-------- Information provided

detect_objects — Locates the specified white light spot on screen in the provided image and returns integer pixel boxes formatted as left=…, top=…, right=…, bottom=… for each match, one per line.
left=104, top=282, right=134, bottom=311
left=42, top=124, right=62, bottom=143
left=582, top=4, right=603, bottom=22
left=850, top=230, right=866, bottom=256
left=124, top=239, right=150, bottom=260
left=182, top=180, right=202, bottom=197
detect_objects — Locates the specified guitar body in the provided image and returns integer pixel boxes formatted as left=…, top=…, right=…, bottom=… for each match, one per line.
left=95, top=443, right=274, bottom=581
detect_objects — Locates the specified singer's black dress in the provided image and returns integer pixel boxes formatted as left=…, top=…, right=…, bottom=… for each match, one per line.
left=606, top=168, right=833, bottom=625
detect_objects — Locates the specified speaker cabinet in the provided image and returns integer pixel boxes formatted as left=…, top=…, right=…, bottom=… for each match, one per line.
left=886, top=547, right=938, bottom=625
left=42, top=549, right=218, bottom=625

----------------

Print all of the data above again, word for word and line for line, with no changes.

detect_objects — Locates the specified white light spot on screen in the provided image and returns integer pixel boxes formatted as left=…, top=…, right=…, bottom=… for each match, one per line.
left=104, top=282, right=134, bottom=311
left=42, top=124, right=62, bottom=143
left=582, top=4, right=603, bottom=22
left=850, top=230, right=866, bottom=256
left=124, top=239, right=150, bottom=260
left=182, top=180, right=202, bottom=197
detect_objects — Locates the specified guitar body in the provided image and returns integer pixel boxes formatted as left=…, top=…, right=…, bottom=… for each match, one per line.
left=95, top=443, right=274, bottom=581
detect_objects — Locates the specified singer's black dress in the provided image and returns integer pixel boxes formatted as left=…, top=…, right=…, bottom=… for each match, one per line.
left=606, top=168, right=833, bottom=625
detect_objects — Locates the specified speaker cabinet in the provided image and returns integer pixel boxes formatted as left=…, top=…, right=…, bottom=… for each match, one per line.
left=886, top=547, right=938, bottom=625
left=42, top=549, right=218, bottom=625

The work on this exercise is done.